> What is expected
Below are entries to be transcribed exactly; exclude the pictures from the copy.

....

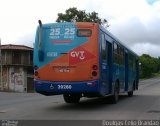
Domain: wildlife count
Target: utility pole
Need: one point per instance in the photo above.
(1, 64)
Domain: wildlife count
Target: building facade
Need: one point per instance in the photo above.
(16, 68)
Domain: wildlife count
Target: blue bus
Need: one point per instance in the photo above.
(82, 59)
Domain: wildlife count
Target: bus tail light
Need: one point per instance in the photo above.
(91, 83)
(94, 73)
(95, 67)
(35, 67)
(36, 73)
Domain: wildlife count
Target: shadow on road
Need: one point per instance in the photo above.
(91, 103)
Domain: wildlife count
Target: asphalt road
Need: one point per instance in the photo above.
(145, 104)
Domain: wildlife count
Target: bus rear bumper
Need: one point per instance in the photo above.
(56, 88)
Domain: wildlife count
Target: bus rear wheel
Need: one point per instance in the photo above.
(71, 98)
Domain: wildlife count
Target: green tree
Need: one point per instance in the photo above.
(72, 14)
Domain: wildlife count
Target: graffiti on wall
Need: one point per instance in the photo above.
(17, 78)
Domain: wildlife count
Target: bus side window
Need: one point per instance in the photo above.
(104, 49)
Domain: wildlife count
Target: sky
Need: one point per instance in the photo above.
(136, 23)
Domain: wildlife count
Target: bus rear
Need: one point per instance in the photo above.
(66, 60)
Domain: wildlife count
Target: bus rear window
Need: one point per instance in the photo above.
(84, 32)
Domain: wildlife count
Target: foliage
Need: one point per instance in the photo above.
(149, 65)
(72, 14)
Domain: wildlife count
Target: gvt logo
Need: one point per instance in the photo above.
(78, 55)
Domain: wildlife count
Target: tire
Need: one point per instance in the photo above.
(115, 97)
(71, 98)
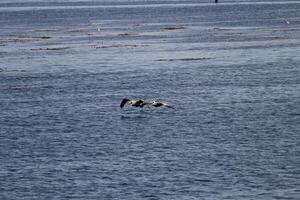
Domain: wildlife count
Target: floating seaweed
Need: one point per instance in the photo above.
(184, 59)
(51, 49)
(173, 28)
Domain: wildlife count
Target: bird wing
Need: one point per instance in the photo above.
(123, 103)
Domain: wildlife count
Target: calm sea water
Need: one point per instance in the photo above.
(232, 71)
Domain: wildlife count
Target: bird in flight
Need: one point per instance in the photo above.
(141, 103)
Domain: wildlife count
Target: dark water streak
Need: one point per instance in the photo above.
(231, 70)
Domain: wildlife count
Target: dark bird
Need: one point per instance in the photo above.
(141, 103)
(135, 103)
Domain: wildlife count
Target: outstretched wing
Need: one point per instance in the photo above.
(168, 106)
(124, 101)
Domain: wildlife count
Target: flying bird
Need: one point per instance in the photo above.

....

> The response
Domain: wildlife count
Target: utility pole
Need: one point per instance in the photo above.
(1, 64)
Domain: wildlife count
Target: building facade
Need: one point per instance in the photo above.
(16, 68)
Domain: wildlife count
Target: blue bus
Need: one point per instance in the photo above.
(82, 59)
Domain: wildlife count
Target: bus tail light
Need: one point per instance in the photo above.
(91, 83)
(94, 73)
(95, 67)
(35, 67)
(36, 73)
Domain: wildlife count
Target: shadow on road
Need: one point per instance in the photo above.
(91, 103)
Domain: wildlife count
Target: asphalt road
Need: one point per instance in the photo above.
(145, 104)
Domain: wildlife count
Target: bus rear bumper
Need: one point per instance in the photo above.
(56, 88)
Domain: wildlife count
Target: bus rear wheel
Need: one point per instance in the photo above.
(71, 98)
Domain: wildlife count
Target: green tree
Need: one point per instance in the photo above.
(72, 14)
Domain: wildlife count
Target: graffiti on wall
Need: one point per instance in the photo above.
(17, 78)
Domain: wildlife count
Target: bus side window
Need: one point per instance in the photo above.
(104, 49)
Domain: wildlife count
Target: sky
Need: one point per instance in the photo above.
(136, 23)
Domain: wildlife count
Target: bus rear
Need: one point per instance in the photo above.
(66, 60)
Domain: wildlife count
Target: bus rear window
Need: one point per instance in the photo above.
(84, 32)
Domain: wildlife count
Target: foliage
Need: one point per instance in the photo above.
(149, 65)
(72, 14)
Domain: wildlife count
Target: gvt logo
Need: one point per instance in the photo above.
(78, 55)
Domain: wildlife count
Target: tire
Need: one point per instance in the photo above.
(115, 97)
(71, 98)
Domain: wildlife count
Target: floating seaweed
Need: one point per instance in the photo above.
(184, 59)
(51, 49)
(173, 28)
Domain: wildlife count
Target: bird wing
Need: one point per instance in the photo above.
(123, 103)
Domain: wildlife count
Target: calm sea water
Need: one point per instance in the photo above.
(232, 71)
Domain: wildlife count
Target: bird in flight
Need: one point per instance in the photo above.
(141, 103)
Domain: wildlife count
Target: dark water streak
Need: one point per instance in the photo above.
(231, 70)
Domain: wildlife count
Target: dark bird
Need: one point per instance in the photo above.
(141, 103)
(135, 103)
Domain: wildlife count
Target: outstretched wing
Need: one point per instance in the photo above.
(168, 106)
(124, 101)
Domain: wildlife count
Target: flying bird
Need: one point per instance in the photo above.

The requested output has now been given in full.